[THE PROBLEM]: All the data should come back exactly as it was given.

— begin TASK DATA —

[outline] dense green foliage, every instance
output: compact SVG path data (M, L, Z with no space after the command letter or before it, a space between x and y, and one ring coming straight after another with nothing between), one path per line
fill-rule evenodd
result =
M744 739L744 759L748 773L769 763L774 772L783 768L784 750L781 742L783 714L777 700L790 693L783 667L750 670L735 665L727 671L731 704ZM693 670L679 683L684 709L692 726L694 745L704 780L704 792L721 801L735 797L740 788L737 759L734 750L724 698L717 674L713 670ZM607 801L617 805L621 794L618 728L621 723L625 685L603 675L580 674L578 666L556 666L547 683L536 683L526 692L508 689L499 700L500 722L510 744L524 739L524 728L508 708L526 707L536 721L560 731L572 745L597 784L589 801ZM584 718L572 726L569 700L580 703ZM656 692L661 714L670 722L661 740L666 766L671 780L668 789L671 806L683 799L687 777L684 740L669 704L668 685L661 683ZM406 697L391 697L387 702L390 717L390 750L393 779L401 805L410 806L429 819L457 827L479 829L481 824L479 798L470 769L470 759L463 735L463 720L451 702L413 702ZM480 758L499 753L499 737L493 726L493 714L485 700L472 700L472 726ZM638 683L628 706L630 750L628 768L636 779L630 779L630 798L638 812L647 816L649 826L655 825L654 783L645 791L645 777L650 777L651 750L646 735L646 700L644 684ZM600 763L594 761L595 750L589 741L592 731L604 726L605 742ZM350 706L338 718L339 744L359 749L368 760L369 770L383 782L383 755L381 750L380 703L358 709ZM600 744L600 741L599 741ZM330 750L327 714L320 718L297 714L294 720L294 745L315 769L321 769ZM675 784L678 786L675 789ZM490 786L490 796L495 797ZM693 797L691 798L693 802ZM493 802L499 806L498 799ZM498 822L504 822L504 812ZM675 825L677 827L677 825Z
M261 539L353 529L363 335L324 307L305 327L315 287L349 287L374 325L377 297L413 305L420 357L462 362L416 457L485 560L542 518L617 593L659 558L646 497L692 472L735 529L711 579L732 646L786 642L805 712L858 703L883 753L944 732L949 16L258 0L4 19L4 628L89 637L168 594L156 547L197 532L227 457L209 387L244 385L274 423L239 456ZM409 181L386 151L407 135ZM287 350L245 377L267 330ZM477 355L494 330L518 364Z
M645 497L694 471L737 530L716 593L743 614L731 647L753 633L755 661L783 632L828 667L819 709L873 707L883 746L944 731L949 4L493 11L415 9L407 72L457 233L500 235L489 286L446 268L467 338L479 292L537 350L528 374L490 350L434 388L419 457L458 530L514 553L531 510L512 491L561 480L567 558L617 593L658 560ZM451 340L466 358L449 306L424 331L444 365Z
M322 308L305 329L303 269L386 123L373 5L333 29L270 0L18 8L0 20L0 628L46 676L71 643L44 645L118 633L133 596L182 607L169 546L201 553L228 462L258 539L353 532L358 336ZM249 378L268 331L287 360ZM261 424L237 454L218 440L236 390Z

— end TASK DATA —

[FINAL ANSWER]:
[outline] dense green foliage, every instance
output: compact SVG path data (M, L, Z with no space after the command letter or before it, a space between x and y, and one ring coming straight after another with nothing between), one path per line
fill-rule evenodd
result =
M744 739L744 759L748 773L769 763L774 772L783 768L784 750L781 742L783 714L777 700L790 693L783 667L750 670L735 665L727 671L731 704ZM693 670L679 683L684 709L692 726L694 745L704 780L704 792L721 801L735 797L740 788L737 759L734 750L724 698L717 674L713 670ZM607 801L617 805L621 794L618 728L621 723L625 685L603 675L580 674L578 666L556 666L547 683L536 683L526 692L508 689L499 700L500 722L510 744L524 739L524 728L508 708L526 707L536 721L560 731L572 745L597 784L589 801ZM584 718L572 726L569 700L580 703ZM656 692L661 714L670 722L661 740L666 766L671 780L668 789L671 806L683 799L687 777L684 740L669 704L668 685L661 683ZM406 697L391 697L387 702L390 717L390 750L393 779L401 805L410 806L429 819L457 827L479 829L481 824L479 798L470 769L470 759L463 735L463 720L451 702L413 702ZM480 758L499 753L499 737L493 726L493 714L485 700L472 700L472 726ZM638 683L628 706L630 750L628 768L636 779L630 779L630 798L638 812L647 816L649 826L655 825L654 783L645 791L645 777L650 777L651 750L646 735L646 700L644 684ZM600 763L594 761L595 750L589 741L592 731L604 726L605 742ZM350 706L338 718L339 744L359 749L368 760L369 770L383 782L383 755L381 750L380 703L358 709ZM600 744L600 741L599 741ZM330 750L327 714L320 718L297 714L294 720L294 745L315 769L321 769ZM675 784L678 786L675 789ZM490 786L490 796L495 797ZM693 797L691 798L693 802ZM493 802L499 806L498 799ZM498 822L504 822L504 812ZM675 825L677 827L677 825Z
M261 539L353 529L363 335L324 307L305 327L315 287L349 287L374 325L377 297L413 305L420 357L462 362L416 457L485 560L542 518L617 593L659 558L646 497L692 472L735 529L711 579L732 646L786 642L805 712L858 703L883 753L944 732L949 16L258 0L4 19L4 628L89 637L168 594L156 547L197 532L227 457L209 387L244 385L274 423L239 456ZM409 181L386 151L407 135ZM287 350L245 377L267 330ZM477 355L494 330L518 364Z
M645 497L694 471L737 530L716 593L743 614L731 647L753 633L755 661L783 632L828 667L819 709L873 707L883 746L944 731L949 4L493 11L415 9L407 72L457 233L500 235L489 286L446 268L467 338L479 292L537 350L528 374L490 350L434 388L419 457L458 530L514 553L531 510L512 491L561 480L567 558L617 593L658 560ZM451 340L466 358L449 306L424 331L444 365Z
M322 308L305 329L303 269L386 123L373 5L333 29L270 0L18 8L0 20L0 628L46 676L71 643L44 645L118 633L133 596L182 607L169 546L201 553L228 462L258 539L353 532L358 336ZM249 378L268 331L287 360ZM261 424L237 454L218 440L236 390Z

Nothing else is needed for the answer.